**What you should do:** With the pictures omitted, write out all of the listing exactly.

START Study material

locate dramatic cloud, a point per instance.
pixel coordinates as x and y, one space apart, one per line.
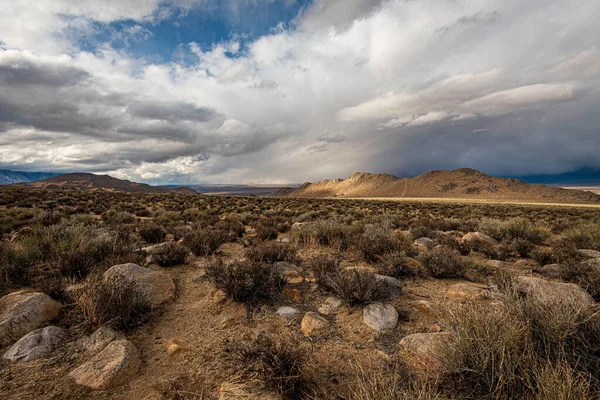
398 86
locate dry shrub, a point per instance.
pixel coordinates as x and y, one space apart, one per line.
271 252
505 351
442 262
169 254
390 383
354 286
585 236
376 241
206 241
278 363
115 302
398 265
152 233
246 281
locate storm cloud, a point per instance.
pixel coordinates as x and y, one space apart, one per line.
507 87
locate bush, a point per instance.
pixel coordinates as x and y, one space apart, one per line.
246 281
442 263
114 302
152 233
586 236
169 254
518 347
271 252
278 363
205 242
377 241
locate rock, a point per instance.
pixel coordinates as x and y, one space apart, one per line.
314 324
529 285
425 242
380 316
391 287
36 344
593 263
292 277
24 311
424 351
114 366
590 253
479 237
98 340
550 271
331 305
288 312
496 264
219 297
424 307
470 291
156 286
173 347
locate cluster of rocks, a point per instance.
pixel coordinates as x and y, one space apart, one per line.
25 315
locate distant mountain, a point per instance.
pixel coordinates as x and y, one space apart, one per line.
8 177
85 181
462 183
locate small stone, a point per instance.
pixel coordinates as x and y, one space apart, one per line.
288 312
550 271
425 242
114 366
424 307
380 316
174 347
424 351
219 297
470 291
24 311
292 277
391 287
314 324
331 305
98 340
35 344
590 253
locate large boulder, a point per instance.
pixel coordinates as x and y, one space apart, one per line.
425 351
24 311
156 286
36 344
529 285
390 287
314 324
380 316
114 366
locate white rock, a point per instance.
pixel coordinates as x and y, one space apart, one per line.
36 344
380 316
288 312
24 311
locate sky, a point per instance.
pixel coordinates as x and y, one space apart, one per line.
281 91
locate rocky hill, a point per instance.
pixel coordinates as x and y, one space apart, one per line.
8 177
86 181
461 183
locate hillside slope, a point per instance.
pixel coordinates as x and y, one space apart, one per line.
8 177
86 181
460 183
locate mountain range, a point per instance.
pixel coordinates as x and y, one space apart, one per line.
86 181
461 183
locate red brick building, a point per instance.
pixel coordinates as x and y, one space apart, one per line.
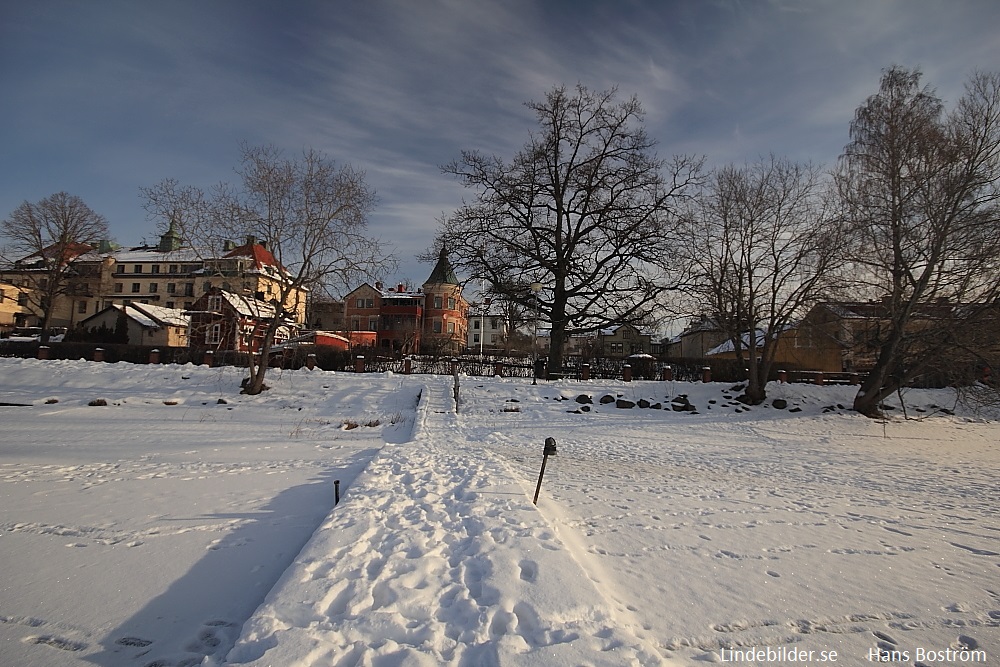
432 319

END Study material

**Task result:**
locate dramatic cloud, a point per instance.
pixel coordinates as x and y, one space apart, one per line.
398 86
locate dry shrub, a point per instance.
pixel coordinates as x and y, one space apart, one per line.
271 252
505 351
442 262
169 254
390 383
354 286
585 236
376 241
206 241
278 363
115 302
398 265
152 233
246 281
locate storm cloud, a point per instance.
pixel coordinates as x and y, one space apart, one per line.
507 87
locate bush, a point per instance.
pixel coordinates as x and y, one space apart, one per line.
246 281
442 263
114 302
152 233
586 236
169 254
518 347
271 252
278 363
205 242
377 241
locate rock, a point per instance.
pixel coordinates as x and y, one space apart, one per line.
314 324
529 285
425 242
380 316
391 287
36 344
593 263
292 277
24 311
424 351
114 366
590 253
479 237
98 340
550 271
331 305
288 312
496 264
219 297
424 307
470 291
156 286
173 347
locate cluster of rocks, a point per instance.
pixel coordinates as x and y, one space apart, one per line.
25 315
locate distant mountain, a point per instance.
pixel coordinates as x and y, one space apart, one per line.
8 177
85 181
462 183
locate small stone, a point per instance.
pixel coordinates as x and y, one space apart, one per line.
288 312
550 271
425 242
114 366
424 307
380 316
174 347
424 351
219 297
470 291
24 311
292 277
391 287
314 324
331 305
98 340
35 344
590 253
locate large boulder, a point per instance.
pixel coordinates as x and y, one space apart, one per line.
425 351
24 311
156 286
36 344
529 285
390 287
314 324
380 316
114 366
locate white rock, a point per instance.
pixel coordinates as x and y, one space apart, one per line.
36 344
380 316
288 312
24 311
locate sky, a point per instance.
pixel coordinates as x and y, one space apart, one per line.
281 91
locate rocky hill, a point per instance.
pixel coordinates as x and y, one space apart, one per line.
8 177
86 181
461 183
locate hillside slope, a point per instance.
pixel coordinates as x and y, one space apart, one per line.
8 177
86 181
460 183
locate mountain range, a point per instance.
pixel coordinates as x and y, one space apart, one per line.
86 181
461 183
locate red brick building, a point per instance.
pixel coordinates as x and y, one space apart, one per line.
432 319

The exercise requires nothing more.